Source text:
Sunday 24 May 2015

The Spark

In early 2010 I was confined to an isolation room for the best part of two months whilst I recovered from a treatment for cancer. For a number of years my late father-in-law became less mobile and ultimately unable to move or to talk, yet fully mentally aware, due to a disease called PSP.

We bought my father-in-law a DAB radio so that he could listen the the cricket, or to the World Service, to keep in touch with the world. Sound was something he could still enjoy and it occurred to me, a little too late, that, now better and travelling the world, I could have used sound to also take him to those places and get him, at least in his mind, out of the house.

Binaural recording is a method of recording sound that uses two microphones, arranged with the intent to create a 3D stereo sound sensation for the listener of actually being in the place the recording was made. Recordings made this way are intended for replay using headphones and its effect does not translate properly over stereo speakers.

This effect is often created using a technique known as "dummy head recording", wherein a mannequin head is outfitted with a microphone in each ear so typically the 'listener' position is stationary whilst sounds are captured from around it. It works because the microphones are the same distance apart as our ears. This spacial relationship isn't the only important factor. The mannequins moulded ears create all of the audio frequency adjustments that our ears do in order for our brain to tell not just that something is on the right had side of us but that it is also behind us.

Mannequin heads with microphones are expensive and not highly portable so I sought to use my own head, as I take that on all of my business trips. This isn't a new method of recording and in 1974, the year I was born, Sennheiser made the first set of clip in microphones that would allow the sound recordist to use their own head and Ross make a more modern version. 

So equipped with the audio recorder I used to record my blog on when I was in hospital I am going out into pretty ordinary parts of the world and trying to capture the sounds I find there. My hope is that anyone who can't get there or can't even get out can put on some headphones and for a while at least find themselves elsewhere.

Questions to answer:
a: According to the post, what disease left the writer's father-in-law unable to move or talk?
b: Please print the part of the post that opens with the words containing "In early 2010" and closes with "of the house.".
You won't need the records for anything here.

Provided data:
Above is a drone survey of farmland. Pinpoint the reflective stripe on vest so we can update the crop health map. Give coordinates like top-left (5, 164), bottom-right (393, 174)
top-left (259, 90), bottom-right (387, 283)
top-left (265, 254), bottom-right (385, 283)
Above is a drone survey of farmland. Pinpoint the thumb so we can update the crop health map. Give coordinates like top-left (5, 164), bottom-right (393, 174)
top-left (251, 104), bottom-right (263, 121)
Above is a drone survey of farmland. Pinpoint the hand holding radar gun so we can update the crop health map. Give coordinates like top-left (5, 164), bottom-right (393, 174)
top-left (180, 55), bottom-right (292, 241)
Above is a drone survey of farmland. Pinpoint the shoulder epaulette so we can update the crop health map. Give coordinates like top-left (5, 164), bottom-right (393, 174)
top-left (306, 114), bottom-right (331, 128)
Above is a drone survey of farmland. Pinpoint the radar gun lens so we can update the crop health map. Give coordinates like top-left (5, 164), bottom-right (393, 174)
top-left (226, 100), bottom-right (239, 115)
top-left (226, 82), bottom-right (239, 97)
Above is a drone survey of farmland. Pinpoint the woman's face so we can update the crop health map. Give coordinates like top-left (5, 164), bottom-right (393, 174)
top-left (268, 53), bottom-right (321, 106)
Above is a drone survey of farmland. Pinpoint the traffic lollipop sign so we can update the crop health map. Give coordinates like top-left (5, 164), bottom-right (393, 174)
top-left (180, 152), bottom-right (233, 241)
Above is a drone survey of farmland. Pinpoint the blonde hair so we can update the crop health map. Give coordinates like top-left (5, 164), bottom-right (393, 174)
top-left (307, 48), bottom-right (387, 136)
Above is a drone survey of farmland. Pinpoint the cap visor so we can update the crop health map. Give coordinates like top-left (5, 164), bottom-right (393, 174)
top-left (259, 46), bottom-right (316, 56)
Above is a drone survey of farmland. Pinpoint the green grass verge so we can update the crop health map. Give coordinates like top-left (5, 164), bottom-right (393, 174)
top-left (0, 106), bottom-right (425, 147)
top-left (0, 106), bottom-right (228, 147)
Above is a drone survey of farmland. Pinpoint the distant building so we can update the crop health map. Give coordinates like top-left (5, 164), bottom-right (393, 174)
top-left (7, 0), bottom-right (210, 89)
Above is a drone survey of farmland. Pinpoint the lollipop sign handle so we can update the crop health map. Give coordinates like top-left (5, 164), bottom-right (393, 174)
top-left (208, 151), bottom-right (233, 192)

Answers to this exercise:
a: PSP

b:
In early 2010 I was confined to an isolation room for the best part of two months whilst I recovered from a treatment for cancer. For a number of years my late father-in-law became less mobile and ultimately unable to move or to talk, yet fully mentally aware, due to a disease called PSP.

We bought my father-in-law a DAB radio so that he could listen the the cricket, or to the World Service, to keep in touch with the world. Sound was something he could still enjoy and it occurred to me, a little too late, that, now better and travelling the world, I could have used sound to also take him to those places and get him, at least in his mind, out of the house.